Items from a data source:
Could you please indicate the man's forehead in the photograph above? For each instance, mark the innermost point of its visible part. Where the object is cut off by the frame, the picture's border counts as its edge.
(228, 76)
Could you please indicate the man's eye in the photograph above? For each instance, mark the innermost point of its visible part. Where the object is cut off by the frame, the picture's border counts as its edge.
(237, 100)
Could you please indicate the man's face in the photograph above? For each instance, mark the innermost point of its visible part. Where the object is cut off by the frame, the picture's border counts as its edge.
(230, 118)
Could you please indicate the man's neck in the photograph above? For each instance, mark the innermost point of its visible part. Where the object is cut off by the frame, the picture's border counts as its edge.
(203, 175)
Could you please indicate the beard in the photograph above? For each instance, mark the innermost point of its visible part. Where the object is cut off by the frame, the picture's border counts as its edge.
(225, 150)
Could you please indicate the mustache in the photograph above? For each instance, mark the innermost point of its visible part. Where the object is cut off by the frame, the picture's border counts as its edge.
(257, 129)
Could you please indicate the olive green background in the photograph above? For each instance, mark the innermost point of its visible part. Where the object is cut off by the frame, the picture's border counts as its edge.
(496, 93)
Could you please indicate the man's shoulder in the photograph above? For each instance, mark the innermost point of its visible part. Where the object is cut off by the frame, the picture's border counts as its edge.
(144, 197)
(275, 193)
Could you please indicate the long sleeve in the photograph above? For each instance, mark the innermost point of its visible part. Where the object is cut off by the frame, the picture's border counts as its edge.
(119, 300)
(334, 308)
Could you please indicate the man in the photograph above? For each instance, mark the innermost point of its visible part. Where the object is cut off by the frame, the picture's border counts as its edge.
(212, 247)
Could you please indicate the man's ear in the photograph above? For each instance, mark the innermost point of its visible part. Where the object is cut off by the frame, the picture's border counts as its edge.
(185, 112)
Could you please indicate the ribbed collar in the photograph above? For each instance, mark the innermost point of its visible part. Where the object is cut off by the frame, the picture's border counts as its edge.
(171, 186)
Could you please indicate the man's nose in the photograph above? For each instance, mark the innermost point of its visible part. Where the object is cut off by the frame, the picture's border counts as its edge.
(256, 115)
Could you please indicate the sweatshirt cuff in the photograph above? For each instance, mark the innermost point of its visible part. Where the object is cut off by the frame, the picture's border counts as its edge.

STATED PROBLEM
Restate the listing above word for word.

RESPONSE
Could you please indicate the man's forehead in the photograph above? For each instance, mark the innermost point of its visible part. Where the object is cut off by the frame, the picture's border counts as its edge.
(228, 76)
Could you please indicate the man's eye in the photograph above? For each instance, mark the innermost point of its visible part. Where the object is cut off by the frame, the picture's border counts as its edge.
(237, 100)
Could you please indicate the man's face in the photograph above? For each instance, mark the innermost point of its visible part. Where the object is cut off by the frame, the picture's border counts as its edge.
(230, 118)
Could you please indicate the man's neck in the photograph above? For each instance, mark the innermost point of its visible part. Where the object is cut off by the frame, the picture's border counts as its edge.
(203, 175)
Could you please indicate the beard in the photograph above? For each instance, mark the innermost point of its visible part. Where the object is cut off by the frame, the picture's border counts as its edge.
(225, 150)
Could you please indicate the mustache in the photograph above? For each instance, mark the innermost point of its visible part. Where the object is cut off by the frame, the picture's border counts as its edge.
(257, 129)
Could you please indicate the olive green background in the photograph above? For each instance, mark the innermost point of its visible part. Where the object is cut off by the frame, the picture's border counts as its edge.
(496, 93)
Could you please indicate the man's shoulder in the photograph above? For each instance, mark the innermost point of its visible part. Where the object is cut off by the frame, the picture's border counts as its edge.
(144, 197)
(275, 193)
Could you please indicate the long sleeve in the photograph above? For each instance, mark the innermost point of its visible part. Where the object is cut off by the frame, the picture's border counts as its edge.
(119, 300)
(334, 308)
Could you please indicate the man in the photograph above? For each instance, mark the innermost point of its visible part. Where the object is cut off by the frame, the picture's border counts as its edge.
(212, 247)
Could you please indicate the man's ear in the photograph above? For each instance, mark the innermost point of its visible part. Where the object is cut off by the frame, the picture's border counts as its edge.
(185, 112)
Could you please indicate the ribbed collar in the photograph above? For each instance, mark the innermost point of its visible part. Where the object is cut off by the frame, the picture's border counts as its edge.
(171, 186)
Could you please indicate the man's nose in the photograph above? For each instance, mark the innermost point of its visible part. Where the object is cut off by the frame, the picture's border counts as its edge.
(256, 115)
Could you please indicate the sweatshirt cuff in the photograph above? For each instance, mark the innermost point of its visible part. Where the object is cut off by the frame, the picture's border counts as its edge.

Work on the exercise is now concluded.